Your task
In the text on northern bush honeysuckle, copy the part that opens with "Diervilla lonicera has" and closes with "(fully functioning flower).", swapping "flowers" for "blossoms".

Source text
Species of flowering plant

Diervilla lonicera, commonly referred to as northern bush honeysuckle, low bush honeysuckle, dwarf bush honeysuckle, or yellow-flowered upright honeysuckle, is a deciduous shrub native to the northeastern United States and Canada. Its specific epithet, lonicera (the Latin term for ‘honeysuckle’) refers to its similarity in appearance to the true honeysuckles, genus Lonicera. It attracts bumblebees and is an important source of nectar for them.

==Description==
Northern bush honeysuckle is a deciduous shrub, reaching a maximum height between 0.6 and 1.2 m. This particular species is known for the following characteristics: branches lying close to the ground, fibrous roots, pale yellow flowers, and dry, woody fruit. Northern bush honeysuckle's simple leaves are placed in an opposite arrangement. As the seasons change, so do the leaves' colours: initially green, the leaf gradually deepens to a dark red. The flowers are in full bloom between early July and early August; the woody seeds are fully matured by September in preparation for dispersal.

Diervilla lonicera has protogynous flowers (initially female-dominant plant), is well-adapted for pollination, and its stigmas remain receptive after anthesis (fully functioning flower).

Record excerpts
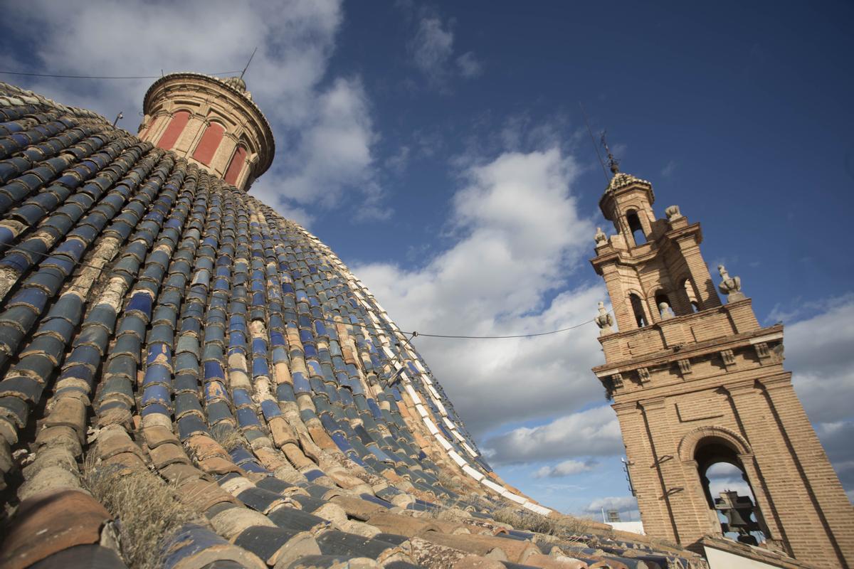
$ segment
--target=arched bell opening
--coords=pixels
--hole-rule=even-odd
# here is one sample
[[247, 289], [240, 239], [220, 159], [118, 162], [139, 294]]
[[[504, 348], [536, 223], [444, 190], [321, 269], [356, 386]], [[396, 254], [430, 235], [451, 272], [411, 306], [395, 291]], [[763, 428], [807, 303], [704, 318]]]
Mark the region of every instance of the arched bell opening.
[[738, 451], [722, 438], [700, 441], [694, 461], [710, 510], [727, 537], [758, 545], [768, 535], [750, 479]]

Answer space
Diervilla lonicera has protogynous blossoms (initially female-dominant plant), is well-adapted for pollination, and its stigmas remain receptive after anthesis (fully functioning flower).